[Dataset entries]
++++++++
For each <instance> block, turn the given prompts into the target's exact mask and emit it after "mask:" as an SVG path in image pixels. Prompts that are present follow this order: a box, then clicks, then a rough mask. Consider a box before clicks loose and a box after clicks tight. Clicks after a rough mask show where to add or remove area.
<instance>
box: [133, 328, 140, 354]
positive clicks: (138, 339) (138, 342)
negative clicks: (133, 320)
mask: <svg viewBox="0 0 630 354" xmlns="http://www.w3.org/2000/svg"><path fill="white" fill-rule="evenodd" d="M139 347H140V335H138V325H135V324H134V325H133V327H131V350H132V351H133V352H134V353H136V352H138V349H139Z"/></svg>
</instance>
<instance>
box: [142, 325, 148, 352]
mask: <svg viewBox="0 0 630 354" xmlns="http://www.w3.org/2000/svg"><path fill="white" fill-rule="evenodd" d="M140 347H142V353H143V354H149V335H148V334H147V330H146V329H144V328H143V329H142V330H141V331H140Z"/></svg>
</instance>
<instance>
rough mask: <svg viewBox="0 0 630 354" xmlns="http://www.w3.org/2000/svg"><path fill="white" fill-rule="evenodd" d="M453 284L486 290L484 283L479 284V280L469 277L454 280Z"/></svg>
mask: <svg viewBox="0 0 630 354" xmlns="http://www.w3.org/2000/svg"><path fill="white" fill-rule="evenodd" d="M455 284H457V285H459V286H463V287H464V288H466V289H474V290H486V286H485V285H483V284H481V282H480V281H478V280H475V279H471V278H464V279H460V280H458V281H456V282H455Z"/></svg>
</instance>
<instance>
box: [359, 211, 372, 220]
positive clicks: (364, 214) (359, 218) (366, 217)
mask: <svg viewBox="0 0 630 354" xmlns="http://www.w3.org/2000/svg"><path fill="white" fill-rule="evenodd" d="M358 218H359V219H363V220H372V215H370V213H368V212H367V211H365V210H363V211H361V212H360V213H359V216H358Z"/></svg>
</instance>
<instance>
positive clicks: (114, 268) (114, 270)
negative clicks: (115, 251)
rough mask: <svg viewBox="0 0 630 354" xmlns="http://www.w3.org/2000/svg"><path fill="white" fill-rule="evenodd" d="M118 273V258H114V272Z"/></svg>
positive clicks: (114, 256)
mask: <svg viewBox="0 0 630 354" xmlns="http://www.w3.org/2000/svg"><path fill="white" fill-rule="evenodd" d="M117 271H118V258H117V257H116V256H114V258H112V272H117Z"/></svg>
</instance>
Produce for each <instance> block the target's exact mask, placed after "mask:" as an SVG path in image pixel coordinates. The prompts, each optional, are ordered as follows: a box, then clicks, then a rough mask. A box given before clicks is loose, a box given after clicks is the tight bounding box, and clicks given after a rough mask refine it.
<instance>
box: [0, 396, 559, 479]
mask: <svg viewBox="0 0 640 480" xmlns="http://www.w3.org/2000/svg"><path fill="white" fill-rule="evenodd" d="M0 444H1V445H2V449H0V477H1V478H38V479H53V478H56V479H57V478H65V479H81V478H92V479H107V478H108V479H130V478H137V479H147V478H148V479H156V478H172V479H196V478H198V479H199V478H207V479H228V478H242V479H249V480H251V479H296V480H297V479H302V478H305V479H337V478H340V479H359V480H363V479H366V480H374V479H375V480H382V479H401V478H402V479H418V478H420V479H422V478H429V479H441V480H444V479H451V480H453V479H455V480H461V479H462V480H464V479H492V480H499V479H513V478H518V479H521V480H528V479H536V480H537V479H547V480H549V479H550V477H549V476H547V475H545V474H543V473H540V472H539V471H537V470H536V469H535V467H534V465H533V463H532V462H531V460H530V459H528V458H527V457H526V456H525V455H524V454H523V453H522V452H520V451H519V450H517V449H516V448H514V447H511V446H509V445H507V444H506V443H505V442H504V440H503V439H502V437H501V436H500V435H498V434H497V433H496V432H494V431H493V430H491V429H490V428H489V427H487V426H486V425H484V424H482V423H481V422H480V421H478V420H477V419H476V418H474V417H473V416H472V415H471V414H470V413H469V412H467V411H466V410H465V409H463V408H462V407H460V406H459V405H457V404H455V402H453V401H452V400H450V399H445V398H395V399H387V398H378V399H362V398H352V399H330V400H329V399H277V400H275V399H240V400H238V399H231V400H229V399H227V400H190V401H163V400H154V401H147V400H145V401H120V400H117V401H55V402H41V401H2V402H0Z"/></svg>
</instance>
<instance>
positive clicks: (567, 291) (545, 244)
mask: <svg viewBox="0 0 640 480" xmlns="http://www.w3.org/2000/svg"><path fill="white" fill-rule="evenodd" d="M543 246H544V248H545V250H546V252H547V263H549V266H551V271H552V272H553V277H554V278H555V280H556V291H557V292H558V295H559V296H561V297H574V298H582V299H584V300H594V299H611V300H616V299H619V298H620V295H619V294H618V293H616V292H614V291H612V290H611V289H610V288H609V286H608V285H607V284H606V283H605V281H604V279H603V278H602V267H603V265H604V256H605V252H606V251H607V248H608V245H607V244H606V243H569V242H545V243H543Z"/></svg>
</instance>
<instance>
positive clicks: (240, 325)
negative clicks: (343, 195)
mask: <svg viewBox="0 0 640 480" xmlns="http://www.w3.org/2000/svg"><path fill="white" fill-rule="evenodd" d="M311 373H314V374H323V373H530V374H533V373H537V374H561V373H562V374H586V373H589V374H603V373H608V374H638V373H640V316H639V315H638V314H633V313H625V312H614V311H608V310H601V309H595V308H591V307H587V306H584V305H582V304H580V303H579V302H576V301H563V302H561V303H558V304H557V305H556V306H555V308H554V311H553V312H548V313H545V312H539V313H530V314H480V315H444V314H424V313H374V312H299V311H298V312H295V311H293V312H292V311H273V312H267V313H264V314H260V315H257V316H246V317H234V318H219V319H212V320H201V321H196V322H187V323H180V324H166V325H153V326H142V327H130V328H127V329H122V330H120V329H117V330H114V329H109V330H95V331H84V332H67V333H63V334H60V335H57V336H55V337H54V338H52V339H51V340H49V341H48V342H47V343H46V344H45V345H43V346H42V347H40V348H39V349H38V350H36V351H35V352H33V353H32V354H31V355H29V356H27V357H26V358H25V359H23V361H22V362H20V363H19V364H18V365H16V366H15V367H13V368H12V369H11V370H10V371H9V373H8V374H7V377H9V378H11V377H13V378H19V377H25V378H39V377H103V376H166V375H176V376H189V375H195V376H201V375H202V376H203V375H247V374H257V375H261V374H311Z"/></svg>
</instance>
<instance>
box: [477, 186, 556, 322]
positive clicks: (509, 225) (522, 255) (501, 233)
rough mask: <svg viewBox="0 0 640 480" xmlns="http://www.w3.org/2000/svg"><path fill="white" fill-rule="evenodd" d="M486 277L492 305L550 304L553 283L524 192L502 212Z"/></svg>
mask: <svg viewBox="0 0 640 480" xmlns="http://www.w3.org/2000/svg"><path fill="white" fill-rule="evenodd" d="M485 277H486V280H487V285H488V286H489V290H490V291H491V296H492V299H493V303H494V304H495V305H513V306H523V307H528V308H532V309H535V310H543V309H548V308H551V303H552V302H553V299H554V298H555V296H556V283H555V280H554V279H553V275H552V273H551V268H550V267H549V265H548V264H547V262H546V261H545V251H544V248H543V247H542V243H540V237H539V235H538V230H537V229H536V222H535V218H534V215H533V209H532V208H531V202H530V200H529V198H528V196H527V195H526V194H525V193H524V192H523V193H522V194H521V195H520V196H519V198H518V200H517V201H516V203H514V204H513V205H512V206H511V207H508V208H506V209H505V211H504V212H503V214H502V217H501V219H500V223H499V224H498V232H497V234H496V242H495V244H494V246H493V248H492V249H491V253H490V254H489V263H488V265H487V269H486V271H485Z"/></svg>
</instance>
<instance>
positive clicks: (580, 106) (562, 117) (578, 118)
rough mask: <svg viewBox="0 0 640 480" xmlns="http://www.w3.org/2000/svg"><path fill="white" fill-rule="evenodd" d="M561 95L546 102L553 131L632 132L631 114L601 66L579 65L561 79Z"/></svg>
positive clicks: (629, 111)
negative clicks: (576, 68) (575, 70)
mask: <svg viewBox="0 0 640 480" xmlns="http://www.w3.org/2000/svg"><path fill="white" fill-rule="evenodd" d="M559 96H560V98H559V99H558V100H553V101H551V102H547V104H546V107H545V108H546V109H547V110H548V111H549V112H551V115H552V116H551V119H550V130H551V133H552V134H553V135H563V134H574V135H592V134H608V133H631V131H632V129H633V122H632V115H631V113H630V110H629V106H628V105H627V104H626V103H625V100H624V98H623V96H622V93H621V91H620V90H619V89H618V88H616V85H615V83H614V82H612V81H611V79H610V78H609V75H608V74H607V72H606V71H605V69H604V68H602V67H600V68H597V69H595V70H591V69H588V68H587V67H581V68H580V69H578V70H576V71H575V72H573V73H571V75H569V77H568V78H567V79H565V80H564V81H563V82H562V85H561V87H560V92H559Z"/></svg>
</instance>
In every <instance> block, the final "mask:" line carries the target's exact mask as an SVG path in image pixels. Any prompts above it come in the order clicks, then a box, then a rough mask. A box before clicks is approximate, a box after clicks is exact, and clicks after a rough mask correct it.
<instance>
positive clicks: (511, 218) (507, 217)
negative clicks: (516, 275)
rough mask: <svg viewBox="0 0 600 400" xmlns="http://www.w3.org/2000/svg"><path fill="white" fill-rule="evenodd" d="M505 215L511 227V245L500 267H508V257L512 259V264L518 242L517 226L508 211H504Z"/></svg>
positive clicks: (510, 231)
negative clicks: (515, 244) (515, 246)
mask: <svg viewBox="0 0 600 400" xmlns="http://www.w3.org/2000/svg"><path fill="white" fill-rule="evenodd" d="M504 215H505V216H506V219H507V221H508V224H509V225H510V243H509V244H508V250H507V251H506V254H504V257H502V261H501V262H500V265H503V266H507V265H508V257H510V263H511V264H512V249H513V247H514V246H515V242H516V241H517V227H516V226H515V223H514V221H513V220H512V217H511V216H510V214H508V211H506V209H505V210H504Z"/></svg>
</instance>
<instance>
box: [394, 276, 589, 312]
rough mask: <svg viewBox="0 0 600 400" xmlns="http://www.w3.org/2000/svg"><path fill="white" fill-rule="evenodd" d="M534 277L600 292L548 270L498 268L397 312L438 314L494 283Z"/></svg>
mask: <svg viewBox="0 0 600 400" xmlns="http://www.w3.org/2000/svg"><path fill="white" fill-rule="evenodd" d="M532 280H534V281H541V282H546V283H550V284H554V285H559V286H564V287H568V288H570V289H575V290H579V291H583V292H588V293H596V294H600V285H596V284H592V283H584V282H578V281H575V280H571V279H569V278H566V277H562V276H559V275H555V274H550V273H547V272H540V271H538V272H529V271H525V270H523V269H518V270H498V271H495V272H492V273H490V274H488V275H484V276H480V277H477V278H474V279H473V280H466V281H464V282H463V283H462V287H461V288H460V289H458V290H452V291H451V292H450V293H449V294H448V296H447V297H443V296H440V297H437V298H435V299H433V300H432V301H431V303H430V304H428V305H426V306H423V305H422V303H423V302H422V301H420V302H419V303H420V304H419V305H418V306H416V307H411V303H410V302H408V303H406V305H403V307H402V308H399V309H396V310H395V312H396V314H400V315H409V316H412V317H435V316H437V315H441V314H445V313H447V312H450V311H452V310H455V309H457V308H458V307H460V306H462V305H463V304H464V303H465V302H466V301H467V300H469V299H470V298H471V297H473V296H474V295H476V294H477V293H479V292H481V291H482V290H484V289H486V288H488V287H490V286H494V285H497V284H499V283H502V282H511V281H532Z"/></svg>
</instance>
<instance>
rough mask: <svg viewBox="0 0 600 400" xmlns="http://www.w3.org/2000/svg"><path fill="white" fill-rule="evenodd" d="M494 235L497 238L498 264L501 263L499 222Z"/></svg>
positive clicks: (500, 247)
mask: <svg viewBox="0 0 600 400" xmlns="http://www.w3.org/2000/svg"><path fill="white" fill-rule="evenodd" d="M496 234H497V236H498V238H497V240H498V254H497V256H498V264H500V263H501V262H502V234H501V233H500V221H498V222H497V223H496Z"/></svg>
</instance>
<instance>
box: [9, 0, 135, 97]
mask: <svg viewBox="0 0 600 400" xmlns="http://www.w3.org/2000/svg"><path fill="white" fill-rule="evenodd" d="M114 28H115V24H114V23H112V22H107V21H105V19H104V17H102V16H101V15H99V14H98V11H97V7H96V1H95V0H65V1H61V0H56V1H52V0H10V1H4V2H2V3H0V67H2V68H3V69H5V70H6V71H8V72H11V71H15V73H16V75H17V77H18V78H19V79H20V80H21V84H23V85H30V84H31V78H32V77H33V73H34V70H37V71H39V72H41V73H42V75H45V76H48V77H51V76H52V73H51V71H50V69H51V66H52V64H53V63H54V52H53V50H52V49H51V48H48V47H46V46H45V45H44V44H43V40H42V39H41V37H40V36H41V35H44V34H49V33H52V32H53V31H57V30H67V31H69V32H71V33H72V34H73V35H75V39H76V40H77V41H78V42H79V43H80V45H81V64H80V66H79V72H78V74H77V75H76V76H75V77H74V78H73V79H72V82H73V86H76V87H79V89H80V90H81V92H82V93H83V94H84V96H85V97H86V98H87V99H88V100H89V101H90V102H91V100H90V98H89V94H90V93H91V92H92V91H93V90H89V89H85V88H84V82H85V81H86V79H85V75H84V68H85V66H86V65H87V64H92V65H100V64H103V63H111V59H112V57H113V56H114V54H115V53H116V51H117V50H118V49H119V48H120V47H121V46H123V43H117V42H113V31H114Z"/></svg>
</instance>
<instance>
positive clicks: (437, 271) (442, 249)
++++++++
Wherever a line in the data above contains the word "loose", copy that line.

For each <instance> block, turn the given prompts into the target's exact mask and emit it after "mask:" as an SVG path in image pixels. Prompts that are present follow this order: a box, then clicks, then a rough mask. Consider a box before clicks loose and a box after clicks tight. Clicks after a rough mask show where to add or remove area.
Produce for each <instance> block the target's exact mask, placed after "mask:" as an SVG path in image pixel coordinates. The prompts, each optional, are ordered as follows: a box, then clicks, then a rough mask. A box given before clicks is loose, a box given after clicks is the tight bounding box, and clicks given after a rough mask refine it.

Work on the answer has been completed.